Update the entries below, from the line containing "Each instance receives exactly one keypoint. Mark the clump" through the end of the entries, by replacing "khaki pant leg" with "tan pant leg" and leaving everything else unchanged.

» **PROVIDED RECORDS**
• • • • • • •

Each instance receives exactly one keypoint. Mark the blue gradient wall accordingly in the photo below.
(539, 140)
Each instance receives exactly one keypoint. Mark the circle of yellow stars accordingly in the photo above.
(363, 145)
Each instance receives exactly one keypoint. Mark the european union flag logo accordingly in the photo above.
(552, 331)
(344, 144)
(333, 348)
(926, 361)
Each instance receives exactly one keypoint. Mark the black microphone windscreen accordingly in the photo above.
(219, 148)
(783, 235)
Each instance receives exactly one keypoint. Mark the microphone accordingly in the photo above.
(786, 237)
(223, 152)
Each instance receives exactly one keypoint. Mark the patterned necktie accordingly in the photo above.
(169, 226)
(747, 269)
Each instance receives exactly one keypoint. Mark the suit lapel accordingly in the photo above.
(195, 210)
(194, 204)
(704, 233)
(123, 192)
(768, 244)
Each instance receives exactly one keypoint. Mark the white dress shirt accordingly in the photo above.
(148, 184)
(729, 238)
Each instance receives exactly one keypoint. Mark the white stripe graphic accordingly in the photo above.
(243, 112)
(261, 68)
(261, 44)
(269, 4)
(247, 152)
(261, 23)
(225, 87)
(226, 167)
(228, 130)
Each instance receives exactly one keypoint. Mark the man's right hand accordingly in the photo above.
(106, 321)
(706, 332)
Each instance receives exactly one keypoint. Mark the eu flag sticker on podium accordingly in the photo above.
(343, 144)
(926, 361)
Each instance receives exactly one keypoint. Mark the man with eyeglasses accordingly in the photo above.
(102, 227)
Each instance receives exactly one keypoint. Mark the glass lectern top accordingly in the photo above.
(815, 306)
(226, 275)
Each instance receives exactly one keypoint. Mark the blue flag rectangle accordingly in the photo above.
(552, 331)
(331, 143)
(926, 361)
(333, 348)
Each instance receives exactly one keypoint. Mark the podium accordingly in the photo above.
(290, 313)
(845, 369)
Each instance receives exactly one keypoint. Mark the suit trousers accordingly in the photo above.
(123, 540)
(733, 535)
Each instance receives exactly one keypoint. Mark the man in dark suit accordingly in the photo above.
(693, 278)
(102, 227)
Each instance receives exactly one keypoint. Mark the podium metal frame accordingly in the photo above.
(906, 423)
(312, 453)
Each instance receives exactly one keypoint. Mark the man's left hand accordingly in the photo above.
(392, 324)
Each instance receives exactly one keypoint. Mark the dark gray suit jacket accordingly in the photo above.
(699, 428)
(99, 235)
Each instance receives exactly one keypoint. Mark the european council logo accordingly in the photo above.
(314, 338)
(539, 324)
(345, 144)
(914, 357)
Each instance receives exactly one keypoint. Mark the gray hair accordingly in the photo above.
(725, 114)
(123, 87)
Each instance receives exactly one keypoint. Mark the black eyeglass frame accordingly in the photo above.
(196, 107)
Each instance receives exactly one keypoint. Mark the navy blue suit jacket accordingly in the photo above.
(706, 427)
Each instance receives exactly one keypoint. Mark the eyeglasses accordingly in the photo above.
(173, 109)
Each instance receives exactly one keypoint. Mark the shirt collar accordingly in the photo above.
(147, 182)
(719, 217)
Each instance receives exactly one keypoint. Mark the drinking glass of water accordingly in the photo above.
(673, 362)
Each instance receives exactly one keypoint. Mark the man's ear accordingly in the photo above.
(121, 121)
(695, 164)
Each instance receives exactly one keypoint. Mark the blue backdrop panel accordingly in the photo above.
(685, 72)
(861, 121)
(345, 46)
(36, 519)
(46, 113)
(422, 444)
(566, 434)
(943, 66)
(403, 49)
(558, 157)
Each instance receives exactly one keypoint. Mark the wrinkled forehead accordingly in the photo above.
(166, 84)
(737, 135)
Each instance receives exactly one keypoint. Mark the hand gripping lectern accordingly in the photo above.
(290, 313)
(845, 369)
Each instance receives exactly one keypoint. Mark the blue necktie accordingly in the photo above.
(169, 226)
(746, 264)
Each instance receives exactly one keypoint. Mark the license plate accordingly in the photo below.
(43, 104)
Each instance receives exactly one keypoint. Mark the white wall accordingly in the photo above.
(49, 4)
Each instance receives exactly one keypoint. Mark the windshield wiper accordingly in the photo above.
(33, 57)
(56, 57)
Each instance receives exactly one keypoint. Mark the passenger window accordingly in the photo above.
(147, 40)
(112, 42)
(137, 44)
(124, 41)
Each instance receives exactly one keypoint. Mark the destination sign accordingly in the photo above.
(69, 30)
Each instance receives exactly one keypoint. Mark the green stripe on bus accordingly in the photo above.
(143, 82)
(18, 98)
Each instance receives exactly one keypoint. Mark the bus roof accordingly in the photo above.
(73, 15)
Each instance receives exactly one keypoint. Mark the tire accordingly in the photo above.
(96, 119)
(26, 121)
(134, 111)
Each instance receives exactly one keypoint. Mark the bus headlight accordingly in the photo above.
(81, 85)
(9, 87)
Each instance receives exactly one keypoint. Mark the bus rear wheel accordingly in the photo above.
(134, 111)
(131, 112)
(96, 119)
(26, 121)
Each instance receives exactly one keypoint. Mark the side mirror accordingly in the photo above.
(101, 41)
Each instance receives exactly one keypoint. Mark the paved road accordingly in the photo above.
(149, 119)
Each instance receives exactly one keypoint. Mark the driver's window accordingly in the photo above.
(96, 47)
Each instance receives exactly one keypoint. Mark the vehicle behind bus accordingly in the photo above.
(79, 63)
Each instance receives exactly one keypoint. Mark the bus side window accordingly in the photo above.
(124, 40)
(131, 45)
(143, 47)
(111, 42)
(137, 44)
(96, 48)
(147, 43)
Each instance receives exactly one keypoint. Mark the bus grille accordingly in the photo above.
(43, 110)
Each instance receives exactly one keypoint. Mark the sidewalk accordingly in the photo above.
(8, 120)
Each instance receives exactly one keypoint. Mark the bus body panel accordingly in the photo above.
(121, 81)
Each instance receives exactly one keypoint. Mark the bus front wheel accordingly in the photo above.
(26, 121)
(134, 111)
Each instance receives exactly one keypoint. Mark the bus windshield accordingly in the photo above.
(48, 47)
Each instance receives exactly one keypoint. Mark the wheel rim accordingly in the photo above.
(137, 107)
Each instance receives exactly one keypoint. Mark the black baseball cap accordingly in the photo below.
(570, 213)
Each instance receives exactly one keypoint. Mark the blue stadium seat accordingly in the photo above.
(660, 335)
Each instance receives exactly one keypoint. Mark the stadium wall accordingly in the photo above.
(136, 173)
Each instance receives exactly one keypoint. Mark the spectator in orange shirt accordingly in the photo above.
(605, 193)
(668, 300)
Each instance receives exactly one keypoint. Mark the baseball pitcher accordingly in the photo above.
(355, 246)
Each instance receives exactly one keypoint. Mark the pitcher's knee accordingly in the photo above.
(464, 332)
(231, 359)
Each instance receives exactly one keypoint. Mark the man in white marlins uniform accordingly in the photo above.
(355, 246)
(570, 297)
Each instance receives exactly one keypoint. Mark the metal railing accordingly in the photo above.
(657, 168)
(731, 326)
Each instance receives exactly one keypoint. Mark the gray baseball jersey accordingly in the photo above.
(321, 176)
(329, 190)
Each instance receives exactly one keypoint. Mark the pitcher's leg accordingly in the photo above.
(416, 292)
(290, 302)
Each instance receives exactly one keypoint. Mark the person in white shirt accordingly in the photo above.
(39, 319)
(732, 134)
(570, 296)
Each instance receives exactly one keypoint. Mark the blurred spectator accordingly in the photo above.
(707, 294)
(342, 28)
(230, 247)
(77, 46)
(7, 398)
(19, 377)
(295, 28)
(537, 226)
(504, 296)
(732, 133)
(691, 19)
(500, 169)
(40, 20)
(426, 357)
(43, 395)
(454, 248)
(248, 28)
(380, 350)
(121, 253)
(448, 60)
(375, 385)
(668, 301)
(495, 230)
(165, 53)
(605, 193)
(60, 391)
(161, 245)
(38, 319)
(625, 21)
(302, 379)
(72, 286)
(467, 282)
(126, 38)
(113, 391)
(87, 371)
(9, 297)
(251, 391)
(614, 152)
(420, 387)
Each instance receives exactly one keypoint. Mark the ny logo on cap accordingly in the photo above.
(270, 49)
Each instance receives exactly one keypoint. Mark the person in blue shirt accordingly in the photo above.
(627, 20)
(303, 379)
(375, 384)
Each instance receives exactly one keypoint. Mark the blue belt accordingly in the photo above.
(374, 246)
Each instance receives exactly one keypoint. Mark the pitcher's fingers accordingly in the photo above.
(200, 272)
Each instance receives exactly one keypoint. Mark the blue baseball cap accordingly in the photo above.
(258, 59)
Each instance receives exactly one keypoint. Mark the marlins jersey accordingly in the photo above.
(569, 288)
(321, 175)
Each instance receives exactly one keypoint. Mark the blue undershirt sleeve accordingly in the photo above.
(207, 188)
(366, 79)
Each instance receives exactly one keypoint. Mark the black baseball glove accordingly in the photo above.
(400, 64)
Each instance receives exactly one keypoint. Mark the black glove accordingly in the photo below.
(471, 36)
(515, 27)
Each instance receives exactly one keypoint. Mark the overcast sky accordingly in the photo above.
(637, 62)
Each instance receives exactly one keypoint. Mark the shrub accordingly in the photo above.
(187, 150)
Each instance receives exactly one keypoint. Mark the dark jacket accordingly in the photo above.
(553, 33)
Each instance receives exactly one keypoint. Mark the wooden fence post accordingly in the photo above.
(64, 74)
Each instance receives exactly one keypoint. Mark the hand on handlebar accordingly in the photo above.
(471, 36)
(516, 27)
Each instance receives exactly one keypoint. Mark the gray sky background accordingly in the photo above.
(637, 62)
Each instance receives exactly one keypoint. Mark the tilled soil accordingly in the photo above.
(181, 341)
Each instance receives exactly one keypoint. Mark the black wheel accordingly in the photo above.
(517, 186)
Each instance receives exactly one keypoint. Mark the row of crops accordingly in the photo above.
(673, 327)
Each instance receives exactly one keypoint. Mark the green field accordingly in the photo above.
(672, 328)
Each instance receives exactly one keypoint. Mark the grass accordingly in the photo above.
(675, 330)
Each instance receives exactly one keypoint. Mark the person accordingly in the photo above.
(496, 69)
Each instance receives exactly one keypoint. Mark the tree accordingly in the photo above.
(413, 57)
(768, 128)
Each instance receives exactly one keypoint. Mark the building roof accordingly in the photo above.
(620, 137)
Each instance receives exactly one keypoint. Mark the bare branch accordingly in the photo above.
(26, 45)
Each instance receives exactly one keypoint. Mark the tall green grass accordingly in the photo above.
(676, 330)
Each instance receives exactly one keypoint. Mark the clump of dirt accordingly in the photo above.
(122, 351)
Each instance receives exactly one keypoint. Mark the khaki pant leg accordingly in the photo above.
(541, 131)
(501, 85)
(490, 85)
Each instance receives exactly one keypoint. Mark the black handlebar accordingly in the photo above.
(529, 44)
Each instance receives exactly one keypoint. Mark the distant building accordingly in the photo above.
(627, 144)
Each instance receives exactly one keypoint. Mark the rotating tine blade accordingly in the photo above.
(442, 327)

• • • • • • •

» **TASK RESPONSE**
Each instance receives exactly one keypoint. Mark the clump of dirt accordingly in the photo above.
(122, 351)
Each instance receives exactly one keypoint. Mark the tan pant leg accordingly in the photo above.
(541, 131)
(501, 85)
(490, 85)
Each instance receives exactly one keypoint. Mark the black handlebar accordingly in the photo above.
(529, 44)
Each instance receives exactly one keypoint. Mark the distant building accordingly in the photo above.
(627, 144)
Each instance receives exactly one keypoint. Mark the rotating tine blade accordingly in the photo above.
(442, 327)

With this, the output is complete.